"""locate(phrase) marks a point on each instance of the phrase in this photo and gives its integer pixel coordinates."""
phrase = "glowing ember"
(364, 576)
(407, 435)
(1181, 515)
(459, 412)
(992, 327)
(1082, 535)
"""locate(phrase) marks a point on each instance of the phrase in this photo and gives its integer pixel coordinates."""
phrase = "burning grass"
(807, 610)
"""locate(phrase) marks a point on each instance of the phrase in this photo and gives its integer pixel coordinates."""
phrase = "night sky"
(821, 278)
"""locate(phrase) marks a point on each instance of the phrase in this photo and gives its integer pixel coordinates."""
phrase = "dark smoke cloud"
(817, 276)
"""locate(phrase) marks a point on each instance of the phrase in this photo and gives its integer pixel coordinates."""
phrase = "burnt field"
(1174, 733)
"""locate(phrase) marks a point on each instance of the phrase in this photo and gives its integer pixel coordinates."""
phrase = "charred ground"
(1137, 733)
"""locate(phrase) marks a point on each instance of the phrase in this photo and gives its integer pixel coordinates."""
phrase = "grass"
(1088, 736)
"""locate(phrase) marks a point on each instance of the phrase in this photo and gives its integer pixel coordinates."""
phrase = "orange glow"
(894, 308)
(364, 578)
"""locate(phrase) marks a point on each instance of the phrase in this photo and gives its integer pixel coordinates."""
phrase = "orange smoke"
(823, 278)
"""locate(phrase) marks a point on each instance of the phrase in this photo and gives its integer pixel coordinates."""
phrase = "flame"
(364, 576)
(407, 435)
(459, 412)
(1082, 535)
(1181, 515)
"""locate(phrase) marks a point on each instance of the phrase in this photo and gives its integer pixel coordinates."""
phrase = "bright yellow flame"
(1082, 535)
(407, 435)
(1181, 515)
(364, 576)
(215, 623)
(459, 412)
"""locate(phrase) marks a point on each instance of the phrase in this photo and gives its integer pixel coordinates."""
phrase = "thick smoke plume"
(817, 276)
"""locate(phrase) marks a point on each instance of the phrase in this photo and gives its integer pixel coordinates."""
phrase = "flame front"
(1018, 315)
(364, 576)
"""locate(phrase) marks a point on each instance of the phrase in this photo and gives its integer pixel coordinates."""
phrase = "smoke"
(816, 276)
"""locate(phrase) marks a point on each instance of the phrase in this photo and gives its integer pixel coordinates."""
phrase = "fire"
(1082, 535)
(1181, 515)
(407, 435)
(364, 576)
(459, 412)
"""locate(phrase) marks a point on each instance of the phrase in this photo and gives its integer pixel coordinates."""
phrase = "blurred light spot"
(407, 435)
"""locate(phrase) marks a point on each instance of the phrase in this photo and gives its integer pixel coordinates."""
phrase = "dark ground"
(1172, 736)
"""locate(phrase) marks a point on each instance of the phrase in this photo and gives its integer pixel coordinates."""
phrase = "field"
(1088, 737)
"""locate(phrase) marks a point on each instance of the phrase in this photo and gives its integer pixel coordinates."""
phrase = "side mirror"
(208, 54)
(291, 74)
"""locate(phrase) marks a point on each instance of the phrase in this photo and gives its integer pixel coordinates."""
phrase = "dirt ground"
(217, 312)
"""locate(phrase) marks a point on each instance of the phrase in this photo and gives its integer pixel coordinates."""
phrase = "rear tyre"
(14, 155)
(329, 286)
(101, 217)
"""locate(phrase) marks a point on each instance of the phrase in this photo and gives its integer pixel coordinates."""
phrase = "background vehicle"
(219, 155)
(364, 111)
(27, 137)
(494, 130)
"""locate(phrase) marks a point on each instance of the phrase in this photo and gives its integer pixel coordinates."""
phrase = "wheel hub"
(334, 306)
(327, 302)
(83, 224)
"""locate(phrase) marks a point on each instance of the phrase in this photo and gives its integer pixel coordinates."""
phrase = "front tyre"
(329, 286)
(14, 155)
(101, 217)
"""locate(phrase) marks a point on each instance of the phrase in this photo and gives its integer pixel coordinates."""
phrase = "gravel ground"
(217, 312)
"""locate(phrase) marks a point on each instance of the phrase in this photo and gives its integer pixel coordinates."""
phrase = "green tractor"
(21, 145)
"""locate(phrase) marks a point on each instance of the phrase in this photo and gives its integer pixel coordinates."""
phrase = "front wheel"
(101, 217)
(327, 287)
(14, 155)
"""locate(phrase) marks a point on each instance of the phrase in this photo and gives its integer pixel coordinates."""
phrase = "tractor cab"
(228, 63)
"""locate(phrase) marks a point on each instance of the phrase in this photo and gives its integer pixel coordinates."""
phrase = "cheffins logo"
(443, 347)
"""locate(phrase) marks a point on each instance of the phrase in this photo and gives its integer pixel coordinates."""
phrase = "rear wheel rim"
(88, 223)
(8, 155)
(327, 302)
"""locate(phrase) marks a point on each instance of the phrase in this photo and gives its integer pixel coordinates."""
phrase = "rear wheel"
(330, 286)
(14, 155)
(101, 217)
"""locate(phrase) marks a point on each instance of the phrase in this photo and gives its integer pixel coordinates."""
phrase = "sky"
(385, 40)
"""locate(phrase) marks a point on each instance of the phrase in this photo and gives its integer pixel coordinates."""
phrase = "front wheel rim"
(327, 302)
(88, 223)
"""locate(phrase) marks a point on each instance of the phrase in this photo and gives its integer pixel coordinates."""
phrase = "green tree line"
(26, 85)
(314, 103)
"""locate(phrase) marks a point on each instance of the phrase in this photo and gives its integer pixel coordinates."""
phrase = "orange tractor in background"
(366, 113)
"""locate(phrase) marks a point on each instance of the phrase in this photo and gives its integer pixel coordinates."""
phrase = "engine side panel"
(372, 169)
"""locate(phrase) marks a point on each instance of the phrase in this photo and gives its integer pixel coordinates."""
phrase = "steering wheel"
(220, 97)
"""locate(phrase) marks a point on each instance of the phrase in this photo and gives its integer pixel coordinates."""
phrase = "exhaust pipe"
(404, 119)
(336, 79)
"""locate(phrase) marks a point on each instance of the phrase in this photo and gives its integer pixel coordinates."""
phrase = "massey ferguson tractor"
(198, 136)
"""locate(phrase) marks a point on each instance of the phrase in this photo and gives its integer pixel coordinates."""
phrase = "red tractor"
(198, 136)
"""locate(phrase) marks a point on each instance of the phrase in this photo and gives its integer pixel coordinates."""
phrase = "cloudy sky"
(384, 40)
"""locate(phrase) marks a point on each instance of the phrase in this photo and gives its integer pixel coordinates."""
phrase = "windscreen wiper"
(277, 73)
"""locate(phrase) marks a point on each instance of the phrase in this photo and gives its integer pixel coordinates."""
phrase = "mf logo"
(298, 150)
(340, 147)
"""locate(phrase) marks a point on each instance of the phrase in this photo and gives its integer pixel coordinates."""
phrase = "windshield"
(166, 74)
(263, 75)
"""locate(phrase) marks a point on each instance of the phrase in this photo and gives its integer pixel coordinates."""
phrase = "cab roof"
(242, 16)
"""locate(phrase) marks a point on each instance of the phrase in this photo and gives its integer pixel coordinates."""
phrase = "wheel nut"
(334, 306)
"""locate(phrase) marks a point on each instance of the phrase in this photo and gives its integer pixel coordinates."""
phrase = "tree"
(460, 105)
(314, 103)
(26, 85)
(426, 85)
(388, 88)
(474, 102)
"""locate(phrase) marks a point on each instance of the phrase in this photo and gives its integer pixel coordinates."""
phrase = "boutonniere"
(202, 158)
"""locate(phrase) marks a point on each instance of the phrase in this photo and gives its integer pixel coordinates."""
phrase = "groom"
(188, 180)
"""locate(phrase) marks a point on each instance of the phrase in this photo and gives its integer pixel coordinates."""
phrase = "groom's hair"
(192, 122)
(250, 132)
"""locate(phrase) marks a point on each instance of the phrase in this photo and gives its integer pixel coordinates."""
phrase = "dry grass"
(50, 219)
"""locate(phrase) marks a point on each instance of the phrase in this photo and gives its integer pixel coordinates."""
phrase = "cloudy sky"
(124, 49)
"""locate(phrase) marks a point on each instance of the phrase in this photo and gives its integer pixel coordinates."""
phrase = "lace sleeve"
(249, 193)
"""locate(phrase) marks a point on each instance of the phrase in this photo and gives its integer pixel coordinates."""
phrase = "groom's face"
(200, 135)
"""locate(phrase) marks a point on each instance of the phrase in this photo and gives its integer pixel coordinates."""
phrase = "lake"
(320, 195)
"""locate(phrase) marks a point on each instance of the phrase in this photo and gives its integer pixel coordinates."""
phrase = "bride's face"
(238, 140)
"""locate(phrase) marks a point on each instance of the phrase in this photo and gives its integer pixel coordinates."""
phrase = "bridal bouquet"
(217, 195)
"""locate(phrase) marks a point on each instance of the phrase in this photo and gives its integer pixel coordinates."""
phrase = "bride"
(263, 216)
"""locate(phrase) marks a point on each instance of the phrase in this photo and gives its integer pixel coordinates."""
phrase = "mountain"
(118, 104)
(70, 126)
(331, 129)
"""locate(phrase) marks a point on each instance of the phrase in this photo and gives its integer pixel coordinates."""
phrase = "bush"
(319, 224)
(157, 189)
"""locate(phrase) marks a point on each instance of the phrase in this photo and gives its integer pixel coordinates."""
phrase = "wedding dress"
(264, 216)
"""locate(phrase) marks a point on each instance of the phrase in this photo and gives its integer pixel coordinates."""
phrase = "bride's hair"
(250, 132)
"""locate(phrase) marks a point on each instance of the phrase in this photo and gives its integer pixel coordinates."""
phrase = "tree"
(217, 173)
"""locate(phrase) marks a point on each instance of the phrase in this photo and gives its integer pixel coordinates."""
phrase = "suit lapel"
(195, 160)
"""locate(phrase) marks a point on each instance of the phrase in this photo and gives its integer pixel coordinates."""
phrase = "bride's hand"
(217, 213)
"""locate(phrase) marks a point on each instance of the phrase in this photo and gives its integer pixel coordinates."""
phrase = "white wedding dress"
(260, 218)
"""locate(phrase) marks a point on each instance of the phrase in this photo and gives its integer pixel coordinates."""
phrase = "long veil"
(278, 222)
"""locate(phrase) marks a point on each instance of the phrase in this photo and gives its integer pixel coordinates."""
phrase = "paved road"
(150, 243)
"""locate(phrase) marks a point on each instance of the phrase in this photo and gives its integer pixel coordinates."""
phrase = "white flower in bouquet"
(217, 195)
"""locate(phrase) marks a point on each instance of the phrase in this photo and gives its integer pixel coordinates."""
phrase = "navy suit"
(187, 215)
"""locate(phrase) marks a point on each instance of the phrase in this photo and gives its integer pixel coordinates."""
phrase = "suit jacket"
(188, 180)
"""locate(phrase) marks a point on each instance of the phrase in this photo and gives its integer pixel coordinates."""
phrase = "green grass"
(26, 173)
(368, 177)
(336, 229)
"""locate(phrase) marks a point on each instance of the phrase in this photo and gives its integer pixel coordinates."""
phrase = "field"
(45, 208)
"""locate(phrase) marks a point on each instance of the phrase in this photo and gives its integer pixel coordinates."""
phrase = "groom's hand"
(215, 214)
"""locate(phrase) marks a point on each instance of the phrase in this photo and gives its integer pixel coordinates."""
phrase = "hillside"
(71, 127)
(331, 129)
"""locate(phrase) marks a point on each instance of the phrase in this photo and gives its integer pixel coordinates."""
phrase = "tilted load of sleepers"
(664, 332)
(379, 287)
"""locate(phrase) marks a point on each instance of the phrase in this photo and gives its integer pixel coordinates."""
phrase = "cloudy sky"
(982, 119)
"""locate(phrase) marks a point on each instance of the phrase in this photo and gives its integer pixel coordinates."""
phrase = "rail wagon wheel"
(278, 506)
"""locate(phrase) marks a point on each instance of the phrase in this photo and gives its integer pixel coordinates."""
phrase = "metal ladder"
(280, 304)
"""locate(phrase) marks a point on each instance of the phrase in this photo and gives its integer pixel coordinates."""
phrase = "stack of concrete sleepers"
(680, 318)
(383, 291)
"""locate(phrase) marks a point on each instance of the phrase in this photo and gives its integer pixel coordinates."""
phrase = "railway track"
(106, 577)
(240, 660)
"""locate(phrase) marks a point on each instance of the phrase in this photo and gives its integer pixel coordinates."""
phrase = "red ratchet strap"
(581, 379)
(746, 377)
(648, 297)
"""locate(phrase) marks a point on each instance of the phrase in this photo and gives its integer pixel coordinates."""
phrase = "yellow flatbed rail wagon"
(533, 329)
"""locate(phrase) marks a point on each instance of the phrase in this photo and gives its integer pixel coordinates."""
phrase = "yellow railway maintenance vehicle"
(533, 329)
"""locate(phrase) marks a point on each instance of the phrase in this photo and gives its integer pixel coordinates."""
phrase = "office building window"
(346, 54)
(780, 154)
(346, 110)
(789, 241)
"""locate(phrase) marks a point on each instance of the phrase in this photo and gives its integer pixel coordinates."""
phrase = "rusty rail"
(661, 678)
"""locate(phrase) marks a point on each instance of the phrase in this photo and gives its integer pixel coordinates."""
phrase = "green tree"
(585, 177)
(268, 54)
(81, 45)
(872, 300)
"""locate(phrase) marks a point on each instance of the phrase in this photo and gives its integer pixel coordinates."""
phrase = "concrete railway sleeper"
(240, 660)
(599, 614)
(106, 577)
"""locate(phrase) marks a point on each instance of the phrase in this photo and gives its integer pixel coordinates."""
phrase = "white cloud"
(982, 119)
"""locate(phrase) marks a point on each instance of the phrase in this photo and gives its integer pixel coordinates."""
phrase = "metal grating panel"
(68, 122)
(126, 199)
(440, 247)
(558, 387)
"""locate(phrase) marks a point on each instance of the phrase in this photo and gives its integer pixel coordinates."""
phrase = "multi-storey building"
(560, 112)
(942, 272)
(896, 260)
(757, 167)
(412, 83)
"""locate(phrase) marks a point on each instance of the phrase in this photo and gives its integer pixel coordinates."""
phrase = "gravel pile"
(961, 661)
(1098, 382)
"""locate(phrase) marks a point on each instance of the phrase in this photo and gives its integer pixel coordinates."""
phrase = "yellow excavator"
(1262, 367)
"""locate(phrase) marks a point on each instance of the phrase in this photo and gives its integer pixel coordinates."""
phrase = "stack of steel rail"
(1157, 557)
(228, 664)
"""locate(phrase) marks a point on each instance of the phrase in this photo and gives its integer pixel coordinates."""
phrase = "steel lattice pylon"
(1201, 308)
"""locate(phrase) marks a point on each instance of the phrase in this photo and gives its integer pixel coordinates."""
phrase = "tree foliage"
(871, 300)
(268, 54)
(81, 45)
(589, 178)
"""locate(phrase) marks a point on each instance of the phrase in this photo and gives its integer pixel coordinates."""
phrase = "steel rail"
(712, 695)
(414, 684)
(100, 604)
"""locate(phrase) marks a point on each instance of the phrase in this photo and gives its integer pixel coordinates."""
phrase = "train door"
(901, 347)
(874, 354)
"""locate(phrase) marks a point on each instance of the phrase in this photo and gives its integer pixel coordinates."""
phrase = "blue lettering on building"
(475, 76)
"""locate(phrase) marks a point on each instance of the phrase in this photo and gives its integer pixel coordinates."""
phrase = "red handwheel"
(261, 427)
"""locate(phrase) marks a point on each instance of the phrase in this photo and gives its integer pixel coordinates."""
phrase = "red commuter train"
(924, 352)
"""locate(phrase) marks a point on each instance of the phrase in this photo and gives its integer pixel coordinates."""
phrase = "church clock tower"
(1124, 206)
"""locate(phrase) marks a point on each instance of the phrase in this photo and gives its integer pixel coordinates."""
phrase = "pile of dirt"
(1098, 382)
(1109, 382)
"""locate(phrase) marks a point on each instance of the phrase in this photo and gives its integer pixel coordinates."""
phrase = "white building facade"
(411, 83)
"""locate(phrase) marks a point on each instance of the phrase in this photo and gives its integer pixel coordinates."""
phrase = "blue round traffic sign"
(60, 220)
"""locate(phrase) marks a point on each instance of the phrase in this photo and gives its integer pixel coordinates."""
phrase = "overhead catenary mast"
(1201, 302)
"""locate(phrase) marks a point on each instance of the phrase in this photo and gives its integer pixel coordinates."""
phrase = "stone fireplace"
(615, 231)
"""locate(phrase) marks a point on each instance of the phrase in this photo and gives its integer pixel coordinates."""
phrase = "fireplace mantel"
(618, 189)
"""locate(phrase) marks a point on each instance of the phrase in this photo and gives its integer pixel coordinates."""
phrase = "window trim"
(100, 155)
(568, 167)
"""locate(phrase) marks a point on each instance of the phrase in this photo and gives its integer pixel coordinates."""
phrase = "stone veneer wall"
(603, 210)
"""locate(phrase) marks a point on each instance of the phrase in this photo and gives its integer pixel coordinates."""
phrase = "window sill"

----

- Goal of the exercise
State how many lines in the items above contain the word "white" with its case matched exactly. Reply with the number alone.

- Full response
4